ASSIGNED TASK:
Filter these entries, keeping only lines that hold the word "shaker".

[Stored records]

=== Section Start ===

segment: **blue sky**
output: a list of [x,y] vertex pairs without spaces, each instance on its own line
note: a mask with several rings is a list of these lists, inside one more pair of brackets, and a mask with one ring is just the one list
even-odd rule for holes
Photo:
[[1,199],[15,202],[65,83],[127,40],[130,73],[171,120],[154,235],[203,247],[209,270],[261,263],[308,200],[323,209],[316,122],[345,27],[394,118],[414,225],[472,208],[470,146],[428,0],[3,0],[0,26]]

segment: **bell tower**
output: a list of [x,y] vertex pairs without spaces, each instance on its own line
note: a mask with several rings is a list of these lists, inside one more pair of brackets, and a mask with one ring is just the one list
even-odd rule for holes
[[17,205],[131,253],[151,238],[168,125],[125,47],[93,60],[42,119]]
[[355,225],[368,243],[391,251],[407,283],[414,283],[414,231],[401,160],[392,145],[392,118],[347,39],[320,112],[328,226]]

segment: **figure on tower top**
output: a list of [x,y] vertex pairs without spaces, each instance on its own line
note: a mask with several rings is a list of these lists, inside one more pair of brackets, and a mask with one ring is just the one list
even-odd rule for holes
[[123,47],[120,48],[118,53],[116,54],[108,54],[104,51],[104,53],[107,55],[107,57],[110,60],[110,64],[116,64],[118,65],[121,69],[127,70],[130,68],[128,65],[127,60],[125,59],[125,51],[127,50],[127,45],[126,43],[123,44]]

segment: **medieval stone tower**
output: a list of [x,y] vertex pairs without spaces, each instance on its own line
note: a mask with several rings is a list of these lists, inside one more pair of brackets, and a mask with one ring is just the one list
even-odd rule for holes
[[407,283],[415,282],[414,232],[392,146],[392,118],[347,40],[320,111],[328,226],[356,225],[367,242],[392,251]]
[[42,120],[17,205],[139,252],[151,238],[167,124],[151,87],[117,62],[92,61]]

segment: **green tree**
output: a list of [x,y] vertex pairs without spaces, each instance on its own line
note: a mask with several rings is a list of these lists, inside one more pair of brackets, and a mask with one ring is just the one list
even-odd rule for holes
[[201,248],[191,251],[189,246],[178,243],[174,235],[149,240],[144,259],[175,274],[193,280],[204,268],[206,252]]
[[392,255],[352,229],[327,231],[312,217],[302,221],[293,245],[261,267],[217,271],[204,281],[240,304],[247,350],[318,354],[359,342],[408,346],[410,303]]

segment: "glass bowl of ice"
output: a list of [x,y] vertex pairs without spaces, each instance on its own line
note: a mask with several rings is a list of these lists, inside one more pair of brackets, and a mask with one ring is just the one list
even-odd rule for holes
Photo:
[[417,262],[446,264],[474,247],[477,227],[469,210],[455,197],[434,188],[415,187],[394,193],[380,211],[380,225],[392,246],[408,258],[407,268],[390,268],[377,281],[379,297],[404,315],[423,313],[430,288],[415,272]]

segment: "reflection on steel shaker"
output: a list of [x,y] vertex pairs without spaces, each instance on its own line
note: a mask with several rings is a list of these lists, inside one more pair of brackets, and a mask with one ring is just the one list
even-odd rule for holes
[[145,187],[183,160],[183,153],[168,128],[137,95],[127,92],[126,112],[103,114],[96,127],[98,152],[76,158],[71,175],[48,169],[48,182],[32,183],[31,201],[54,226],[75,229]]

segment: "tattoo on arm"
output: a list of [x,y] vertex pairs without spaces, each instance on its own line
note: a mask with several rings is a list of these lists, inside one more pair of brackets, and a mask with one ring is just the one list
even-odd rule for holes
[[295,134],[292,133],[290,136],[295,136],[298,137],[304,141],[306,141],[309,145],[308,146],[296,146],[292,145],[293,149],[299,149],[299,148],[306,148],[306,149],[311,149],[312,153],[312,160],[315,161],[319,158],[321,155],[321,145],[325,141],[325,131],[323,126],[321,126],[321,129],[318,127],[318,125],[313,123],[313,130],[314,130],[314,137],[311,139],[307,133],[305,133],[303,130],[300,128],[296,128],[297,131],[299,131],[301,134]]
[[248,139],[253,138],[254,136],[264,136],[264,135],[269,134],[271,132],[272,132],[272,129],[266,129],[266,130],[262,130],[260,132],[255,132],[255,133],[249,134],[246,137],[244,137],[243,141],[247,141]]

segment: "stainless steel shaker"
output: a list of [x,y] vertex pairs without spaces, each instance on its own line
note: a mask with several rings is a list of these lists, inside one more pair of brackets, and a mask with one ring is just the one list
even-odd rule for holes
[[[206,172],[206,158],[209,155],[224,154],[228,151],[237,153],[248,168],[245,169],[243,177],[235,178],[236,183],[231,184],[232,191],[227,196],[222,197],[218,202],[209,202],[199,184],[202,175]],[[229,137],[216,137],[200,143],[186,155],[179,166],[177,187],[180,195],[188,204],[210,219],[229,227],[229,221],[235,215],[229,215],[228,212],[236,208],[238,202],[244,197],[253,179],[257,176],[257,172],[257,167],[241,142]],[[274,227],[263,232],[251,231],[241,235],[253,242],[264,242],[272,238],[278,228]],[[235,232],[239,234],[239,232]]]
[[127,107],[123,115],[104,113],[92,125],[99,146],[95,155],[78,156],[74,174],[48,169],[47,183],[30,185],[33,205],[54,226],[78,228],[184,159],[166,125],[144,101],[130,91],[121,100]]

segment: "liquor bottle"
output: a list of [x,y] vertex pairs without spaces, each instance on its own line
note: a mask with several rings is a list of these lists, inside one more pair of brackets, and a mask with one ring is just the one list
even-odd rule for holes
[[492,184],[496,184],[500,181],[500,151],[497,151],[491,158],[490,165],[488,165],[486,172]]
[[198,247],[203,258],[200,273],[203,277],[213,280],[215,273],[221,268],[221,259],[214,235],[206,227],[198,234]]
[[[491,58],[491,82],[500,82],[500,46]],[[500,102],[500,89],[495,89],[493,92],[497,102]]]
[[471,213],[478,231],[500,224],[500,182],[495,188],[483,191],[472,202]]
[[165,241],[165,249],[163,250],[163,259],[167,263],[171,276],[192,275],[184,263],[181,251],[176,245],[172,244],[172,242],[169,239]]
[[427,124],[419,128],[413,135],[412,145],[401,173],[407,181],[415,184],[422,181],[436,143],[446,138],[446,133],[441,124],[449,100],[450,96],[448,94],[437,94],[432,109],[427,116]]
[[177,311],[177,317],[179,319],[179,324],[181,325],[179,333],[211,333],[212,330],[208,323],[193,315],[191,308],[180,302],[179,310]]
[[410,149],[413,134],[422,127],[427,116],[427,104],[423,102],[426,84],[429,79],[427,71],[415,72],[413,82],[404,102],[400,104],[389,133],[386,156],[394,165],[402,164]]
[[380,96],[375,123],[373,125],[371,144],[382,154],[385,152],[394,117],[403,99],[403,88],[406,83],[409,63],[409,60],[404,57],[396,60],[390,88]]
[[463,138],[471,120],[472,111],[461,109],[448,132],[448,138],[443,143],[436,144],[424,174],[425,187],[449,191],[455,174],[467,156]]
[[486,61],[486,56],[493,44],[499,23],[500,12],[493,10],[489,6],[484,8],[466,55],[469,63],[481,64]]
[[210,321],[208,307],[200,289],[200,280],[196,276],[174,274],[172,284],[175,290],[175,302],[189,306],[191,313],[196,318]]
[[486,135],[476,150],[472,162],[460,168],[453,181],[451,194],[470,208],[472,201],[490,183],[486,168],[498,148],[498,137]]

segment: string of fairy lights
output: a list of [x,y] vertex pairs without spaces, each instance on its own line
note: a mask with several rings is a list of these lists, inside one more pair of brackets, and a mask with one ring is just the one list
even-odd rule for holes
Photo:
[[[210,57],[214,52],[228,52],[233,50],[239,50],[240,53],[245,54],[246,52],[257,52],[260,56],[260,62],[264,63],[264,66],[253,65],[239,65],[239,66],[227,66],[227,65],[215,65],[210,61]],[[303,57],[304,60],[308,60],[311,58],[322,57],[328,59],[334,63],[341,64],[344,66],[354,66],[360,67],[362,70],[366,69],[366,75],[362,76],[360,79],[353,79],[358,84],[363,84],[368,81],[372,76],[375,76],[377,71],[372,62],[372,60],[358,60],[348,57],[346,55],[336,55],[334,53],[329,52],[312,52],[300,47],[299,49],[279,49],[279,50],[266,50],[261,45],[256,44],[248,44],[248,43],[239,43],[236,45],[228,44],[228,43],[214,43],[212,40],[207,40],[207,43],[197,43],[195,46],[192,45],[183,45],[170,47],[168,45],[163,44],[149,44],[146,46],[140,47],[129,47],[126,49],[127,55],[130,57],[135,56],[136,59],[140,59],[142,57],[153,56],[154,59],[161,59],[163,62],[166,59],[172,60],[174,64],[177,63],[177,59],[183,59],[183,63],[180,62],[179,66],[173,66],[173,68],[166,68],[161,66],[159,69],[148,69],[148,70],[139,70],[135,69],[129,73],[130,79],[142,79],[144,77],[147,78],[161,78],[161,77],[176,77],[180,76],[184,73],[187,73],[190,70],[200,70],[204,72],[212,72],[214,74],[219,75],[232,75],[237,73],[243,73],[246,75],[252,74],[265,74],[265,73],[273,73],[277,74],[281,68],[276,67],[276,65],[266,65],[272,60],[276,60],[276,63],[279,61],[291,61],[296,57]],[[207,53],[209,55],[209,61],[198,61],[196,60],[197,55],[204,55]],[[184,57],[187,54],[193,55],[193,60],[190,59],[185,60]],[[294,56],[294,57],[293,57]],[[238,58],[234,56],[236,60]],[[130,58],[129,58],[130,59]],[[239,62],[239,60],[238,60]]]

=== Section End ===

RESULT OF THIS TASK:
segment: "reflection on steel shaker"
segment: "stainless steel shaker"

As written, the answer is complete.